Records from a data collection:
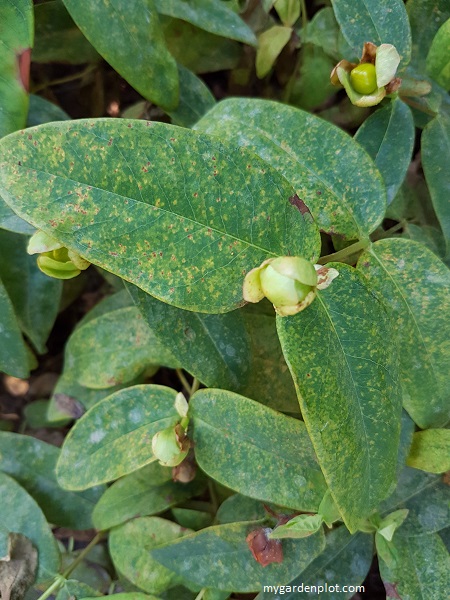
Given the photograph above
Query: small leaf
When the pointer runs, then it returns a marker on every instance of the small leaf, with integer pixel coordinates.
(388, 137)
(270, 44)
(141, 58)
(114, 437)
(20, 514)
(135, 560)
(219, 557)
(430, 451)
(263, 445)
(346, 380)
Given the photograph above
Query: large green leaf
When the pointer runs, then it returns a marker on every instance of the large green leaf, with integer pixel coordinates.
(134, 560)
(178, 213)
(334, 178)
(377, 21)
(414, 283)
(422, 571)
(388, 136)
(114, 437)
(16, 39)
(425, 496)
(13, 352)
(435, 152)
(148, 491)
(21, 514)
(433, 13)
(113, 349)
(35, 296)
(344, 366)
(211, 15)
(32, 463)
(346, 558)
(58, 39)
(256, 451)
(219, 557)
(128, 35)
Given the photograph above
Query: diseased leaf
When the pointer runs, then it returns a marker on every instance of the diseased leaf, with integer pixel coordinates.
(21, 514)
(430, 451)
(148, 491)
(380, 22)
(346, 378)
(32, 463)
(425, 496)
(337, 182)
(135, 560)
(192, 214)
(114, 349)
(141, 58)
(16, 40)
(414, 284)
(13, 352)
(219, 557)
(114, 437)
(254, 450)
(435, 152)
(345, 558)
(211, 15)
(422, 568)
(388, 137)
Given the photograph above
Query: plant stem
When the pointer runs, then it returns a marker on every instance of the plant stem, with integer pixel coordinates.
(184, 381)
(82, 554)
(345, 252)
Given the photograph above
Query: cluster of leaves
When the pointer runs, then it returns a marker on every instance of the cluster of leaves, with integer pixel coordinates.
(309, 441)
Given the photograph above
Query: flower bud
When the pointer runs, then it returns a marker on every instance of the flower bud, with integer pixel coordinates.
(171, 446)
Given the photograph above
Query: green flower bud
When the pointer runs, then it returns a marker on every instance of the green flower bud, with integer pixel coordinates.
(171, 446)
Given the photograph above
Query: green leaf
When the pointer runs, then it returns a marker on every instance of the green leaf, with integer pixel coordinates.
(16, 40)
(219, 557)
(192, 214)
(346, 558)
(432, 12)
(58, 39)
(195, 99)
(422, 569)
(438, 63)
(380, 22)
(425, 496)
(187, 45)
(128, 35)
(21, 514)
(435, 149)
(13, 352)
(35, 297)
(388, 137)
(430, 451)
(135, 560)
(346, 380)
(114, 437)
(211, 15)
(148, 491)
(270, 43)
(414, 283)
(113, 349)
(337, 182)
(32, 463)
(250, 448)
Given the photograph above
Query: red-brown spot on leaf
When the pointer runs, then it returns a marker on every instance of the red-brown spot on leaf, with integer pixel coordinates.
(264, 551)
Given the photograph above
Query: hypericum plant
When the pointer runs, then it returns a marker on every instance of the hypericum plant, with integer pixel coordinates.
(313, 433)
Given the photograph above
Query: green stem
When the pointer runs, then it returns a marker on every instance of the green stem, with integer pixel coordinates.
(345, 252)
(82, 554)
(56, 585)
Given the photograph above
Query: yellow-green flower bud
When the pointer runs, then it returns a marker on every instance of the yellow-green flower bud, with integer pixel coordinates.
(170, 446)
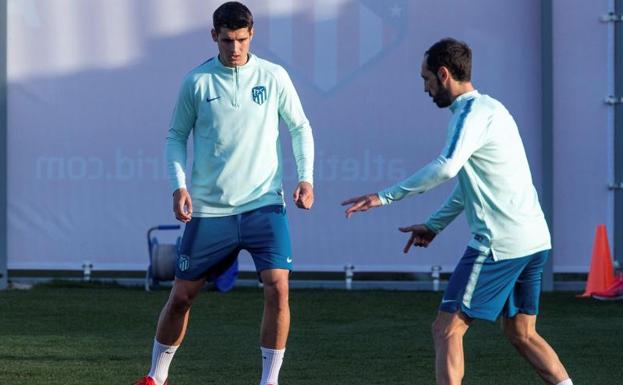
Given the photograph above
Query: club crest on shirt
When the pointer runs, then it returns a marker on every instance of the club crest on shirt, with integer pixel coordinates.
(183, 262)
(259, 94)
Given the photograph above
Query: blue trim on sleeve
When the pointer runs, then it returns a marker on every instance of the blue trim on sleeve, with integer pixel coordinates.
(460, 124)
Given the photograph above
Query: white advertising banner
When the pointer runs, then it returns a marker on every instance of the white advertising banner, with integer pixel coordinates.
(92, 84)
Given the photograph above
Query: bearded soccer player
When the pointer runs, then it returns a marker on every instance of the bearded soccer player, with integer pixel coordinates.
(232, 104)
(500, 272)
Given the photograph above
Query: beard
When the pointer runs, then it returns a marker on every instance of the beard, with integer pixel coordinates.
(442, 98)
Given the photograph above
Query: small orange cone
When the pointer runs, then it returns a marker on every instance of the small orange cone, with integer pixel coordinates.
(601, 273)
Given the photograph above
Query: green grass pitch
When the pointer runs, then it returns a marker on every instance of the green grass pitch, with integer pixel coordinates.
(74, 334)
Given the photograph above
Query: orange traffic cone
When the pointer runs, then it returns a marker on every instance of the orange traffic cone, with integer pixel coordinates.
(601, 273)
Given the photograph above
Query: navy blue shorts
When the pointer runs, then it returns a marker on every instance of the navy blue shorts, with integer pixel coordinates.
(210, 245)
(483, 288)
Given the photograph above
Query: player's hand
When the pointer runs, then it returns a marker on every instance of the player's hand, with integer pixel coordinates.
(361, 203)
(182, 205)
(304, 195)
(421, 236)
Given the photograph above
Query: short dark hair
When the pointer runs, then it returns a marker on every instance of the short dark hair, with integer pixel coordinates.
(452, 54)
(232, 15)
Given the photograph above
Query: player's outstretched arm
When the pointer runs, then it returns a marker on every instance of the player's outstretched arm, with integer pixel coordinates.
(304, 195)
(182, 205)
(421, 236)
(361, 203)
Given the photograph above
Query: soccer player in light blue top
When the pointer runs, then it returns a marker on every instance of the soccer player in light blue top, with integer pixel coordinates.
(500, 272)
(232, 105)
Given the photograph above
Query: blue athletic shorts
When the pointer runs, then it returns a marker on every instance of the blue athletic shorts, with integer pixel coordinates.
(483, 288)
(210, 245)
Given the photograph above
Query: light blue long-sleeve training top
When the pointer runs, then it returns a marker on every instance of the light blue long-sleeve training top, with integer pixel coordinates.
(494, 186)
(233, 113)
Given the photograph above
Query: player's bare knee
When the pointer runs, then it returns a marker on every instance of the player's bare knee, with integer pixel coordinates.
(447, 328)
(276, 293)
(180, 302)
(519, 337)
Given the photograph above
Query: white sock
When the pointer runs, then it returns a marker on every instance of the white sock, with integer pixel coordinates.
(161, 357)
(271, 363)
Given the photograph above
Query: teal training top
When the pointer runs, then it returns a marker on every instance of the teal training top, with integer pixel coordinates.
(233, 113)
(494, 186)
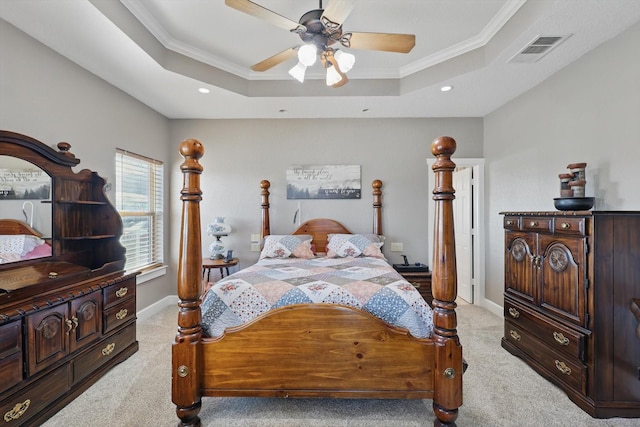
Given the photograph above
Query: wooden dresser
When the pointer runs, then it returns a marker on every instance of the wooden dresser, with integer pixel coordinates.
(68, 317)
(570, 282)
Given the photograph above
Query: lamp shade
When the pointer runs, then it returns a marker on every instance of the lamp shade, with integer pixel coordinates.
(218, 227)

• [Given instruction]:
Leave the images out, please, and restate each line word for word.

• [Written solution]:
Given the photograph above
Query: small leaf
When the pointer runs, then it returns a marker on every instance of the small leaf, with integer pixel coordinates.
(388, 137)
(270, 44)
(141, 58)
(114, 437)
(20, 514)
(135, 560)
(219, 557)
(430, 451)
(263, 445)
(346, 380)
Given the photograph above
Query: large green leaf
When the pointer runs, then it returns a marker on every instance of the large green leaf, with integer pixel coordinates.
(134, 560)
(178, 213)
(334, 178)
(377, 21)
(414, 283)
(422, 571)
(388, 136)
(114, 437)
(16, 39)
(425, 496)
(13, 352)
(435, 152)
(148, 491)
(21, 514)
(433, 13)
(113, 349)
(35, 296)
(344, 366)
(211, 15)
(32, 463)
(346, 558)
(58, 39)
(256, 451)
(219, 557)
(128, 35)
Given the photograph above
Query: diseased leaf
When the pointer runs, then it returns a marker on every instance of the diseased leaf, with integer pixel coordinates.
(21, 514)
(430, 451)
(148, 491)
(380, 22)
(346, 378)
(32, 463)
(425, 496)
(337, 182)
(135, 560)
(192, 214)
(114, 349)
(141, 58)
(16, 40)
(414, 284)
(13, 352)
(219, 557)
(114, 437)
(254, 450)
(435, 152)
(345, 558)
(211, 15)
(422, 568)
(388, 137)
Given the photograph above
Query: plant stem
When the pointer runs, then it returns a marker on every instance of the plant stem, with integer pixel coordinates.
(184, 381)
(82, 554)
(345, 252)
Given the photograph above
Query: cluster of leaves
When the pointer runs, then it returns a marker on every instance of the cluster of leaves, with integer pixel coordinates.
(309, 441)
Given the photograph above
Query: flower bud
When the pointer runs, then it returns a marker on every instance of the flower bud, with integer pixel coordinates.
(171, 446)
Given the photograph above
Query: green flower bud
When the pointer runs, then it returns a marker on every instance of the green flower bud, with integer pixel coordinates.
(171, 446)
Given the photograph above
Query: green leaf
When the pointer runs, then it returns a marker on every instance of the green leaf, with integer pixel coordinates.
(16, 40)
(219, 557)
(192, 214)
(346, 558)
(432, 12)
(58, 39)
(195, 99)
(422, 569)
(438, 63)
(380, 22)
(425, 496)
(187, 45)
(128, 35)
(21, 514)
(435, 149)
(13, 352)
(35, 297)
(388, 137)
(430, 451)
(135, 560)
(346, 380)
(114, 437)
(211, 15)
(148, 491)
(270, 43)
(414, 283)
(113, 349)
(337, 182)
(32, 463)
(250, 448)
Given the photograph above
Query: red-brown spot on leaf
When the pointer runs, then it returns a marker on every instance of the red-brown spot on leaf, with integer pixel coordinates.
(264, 551)
Given the photograph above
Query: hypericum plant
When the pointer runs, then it returns a marker on every instance of the hypericum plant, with integer pixel coordinates.
(313, 433)
Given the photograph above
Query: green stem
When the pointer runs, then it returns a marker on every instance of the green stem, with integer pixel coordinates.
(345, 252)
(82, 554)
(56, 585)
Given the photograph above
Query: yellow-green flower bud
When the pointer runs, then it returns a marker on every instance of the yellow-green flower bud, with integer pixel coordinates.
(170, 446)
Given the photograph above
Query: club crest on shirt
When the pointer runs, then it returns a marker on every instance of the club crest on shirt, with integer pixel coordinates.
(183, 262)
(259, 94)
Given the photograph above
Query: blue trim on sleeve
When the pointer runs, then it returns a marker on every instance of the blue trim on sleeve, with integer pixel coordinates.
(460, 124)
Given the photograph above
Query: white advertising banner
When the pointer runs, then it returns a marker on every instance of the white advertising banner, with integer pixel coordinates.
(92, 84)
Given the photograph above
Query: bearded soccer player
When the pointer runs, then it returns a marker on every instance of the bearded soccer player, with integer pixel coordinates.
(232, 104)
(500, 272)
Given the photograph above
Query: beard
When the pointer runs, then it returns a marker on every instance of the beard, with integer pixel coordinates.
(442, 98)
Given the photograph above
Query: small orange cone
When the pointer runs, then it returns a marker on every instance of the small orange cone, with integer pixel coordinates.
(601, 273)
Given the photograph above
Query: green grass pitch
When the pointer runs, then it returns a marker on every instance of the green grass pitch, with integer pixel coordinates.
(74, 334)
Given the photograph above
Query: orange traffic cone
When the pointer runs, then it returns a marker on every instance of the orange traffic cone, with integer pixel coordinates.
(601, 273)
Given the photograph above
Query: navy blue shorts
When the pointer runs, then it returns a marker on every instance of the navy blue shorts, with integer pixel coordinates.
(210, 245)
(483, 288)
Given the photograph above
Query: player's hand
When the pointer runs, then it returns a marker on every instance of the player's hand, with integer pixel coordinates.
(361, 203)
(182, 205)
(304, 195)
(421, 236)
Given the photograph above
Query: short dark hair
When the pointer runs, then it returns a marker on every instance of the short dark hair, with integer pixel coordinates.
(452, 54)
(232, 15)
Given the photograph above
Query: player's outstretched arm
When the pointer runs, then it returns a marker on every instance of the player's outstretched arm, with integer pixel coordinates.
(304, 195)
(182, 205)
(421, 236)
(361, 203)
Given the photograph above
Query: soccer player in light blue top
When the pointer runs, then it returns a marker on every instance of the soccer player in light blue top, with integer pixel coordinates.
(500, 272)
(232, 105)
Given the photograph above
Query: blue athletic shorts
When the pointer runs, then it returns a marker on every instance of the blue athletic shorts, with integer pixel coordinates.
(483, 288)
(210, 245)
Given the photograph above
Query: light blue long-sleeve training top
When the pointer runs, then it returns a marker on every instance of the light blue long-sleeve training top, with integer pixel coordinates.
(494, 186)
(233, 113)
Given the photograph above
Query: player's bare knee
When the pointer runs, then it returns a marker on every instance of the player's bare knee, with integer pixel coordinates.
(447, 328)
(276, 293)
(180, 302)
(519, 337)
Given the photograph above
Query: white sock
When the pointer runs, then it returns a marker on every instance of the white sock, with integer pixel coordinates.
(161, 357)
(271, 363)
Given the photograph above
Query: teal training top
When the pointer runs, then it returns a marker on every instance of the teal training top, with integer pixel coordinates.
(233, 113)
(494, 186)
Given the photograph above
Query: wooden dresser
When the pointer runs, then it returns a marker on every instance of the wooden dresser, with integer pixel coordinates.
(68, 317)
(570, 282)
Given the photograph above
Query: lamp shade
When the pointer runs, then it returns a marker on every instance of the lamp shade, with integer pixel coordinates.
(218, 227)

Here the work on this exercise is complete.